▸ **Requirement**:
When a line of the entries contains the word "speaking", report that line.

▸ **Record extracts**:
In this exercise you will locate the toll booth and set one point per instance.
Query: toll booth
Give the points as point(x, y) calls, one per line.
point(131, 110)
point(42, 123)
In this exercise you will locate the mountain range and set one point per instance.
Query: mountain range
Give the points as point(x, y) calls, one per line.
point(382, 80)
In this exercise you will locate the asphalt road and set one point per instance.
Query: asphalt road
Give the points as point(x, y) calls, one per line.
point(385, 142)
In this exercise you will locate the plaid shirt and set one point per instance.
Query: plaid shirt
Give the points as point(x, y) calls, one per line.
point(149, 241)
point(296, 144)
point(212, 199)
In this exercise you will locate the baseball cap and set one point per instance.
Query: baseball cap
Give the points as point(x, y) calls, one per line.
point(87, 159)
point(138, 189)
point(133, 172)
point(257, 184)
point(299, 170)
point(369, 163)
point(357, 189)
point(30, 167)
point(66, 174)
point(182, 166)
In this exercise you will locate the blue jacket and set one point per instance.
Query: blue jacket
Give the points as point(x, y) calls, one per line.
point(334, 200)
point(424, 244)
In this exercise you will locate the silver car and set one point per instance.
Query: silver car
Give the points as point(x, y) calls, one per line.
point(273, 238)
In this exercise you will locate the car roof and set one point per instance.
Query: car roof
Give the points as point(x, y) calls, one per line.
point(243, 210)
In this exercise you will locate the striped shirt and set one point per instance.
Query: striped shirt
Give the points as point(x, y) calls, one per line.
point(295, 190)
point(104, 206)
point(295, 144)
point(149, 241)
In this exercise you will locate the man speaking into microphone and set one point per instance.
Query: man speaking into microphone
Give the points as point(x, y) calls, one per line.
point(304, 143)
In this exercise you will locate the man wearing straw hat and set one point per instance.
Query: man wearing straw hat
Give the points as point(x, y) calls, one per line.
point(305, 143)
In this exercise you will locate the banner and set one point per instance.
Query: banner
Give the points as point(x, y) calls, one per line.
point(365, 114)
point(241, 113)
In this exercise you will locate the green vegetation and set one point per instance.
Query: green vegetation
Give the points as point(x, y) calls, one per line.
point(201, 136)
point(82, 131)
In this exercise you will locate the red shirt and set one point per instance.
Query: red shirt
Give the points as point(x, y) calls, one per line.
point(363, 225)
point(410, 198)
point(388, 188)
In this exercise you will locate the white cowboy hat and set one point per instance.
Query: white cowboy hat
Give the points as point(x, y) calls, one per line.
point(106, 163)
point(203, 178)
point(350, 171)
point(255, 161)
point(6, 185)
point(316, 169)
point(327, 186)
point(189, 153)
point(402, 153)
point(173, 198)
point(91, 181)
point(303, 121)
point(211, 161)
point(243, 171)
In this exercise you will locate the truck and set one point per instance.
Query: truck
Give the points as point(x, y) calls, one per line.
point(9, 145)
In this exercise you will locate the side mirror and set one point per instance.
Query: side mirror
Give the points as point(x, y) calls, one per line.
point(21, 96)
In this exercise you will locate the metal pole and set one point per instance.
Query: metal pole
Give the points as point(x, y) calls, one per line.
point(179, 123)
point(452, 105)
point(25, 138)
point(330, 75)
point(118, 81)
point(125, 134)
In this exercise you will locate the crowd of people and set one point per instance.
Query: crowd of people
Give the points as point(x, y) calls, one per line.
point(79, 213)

▸ **Solution to this task**:
In this exercise you will locate the man speaking into microphone and set one point per instance.
Query: man speaking into microphone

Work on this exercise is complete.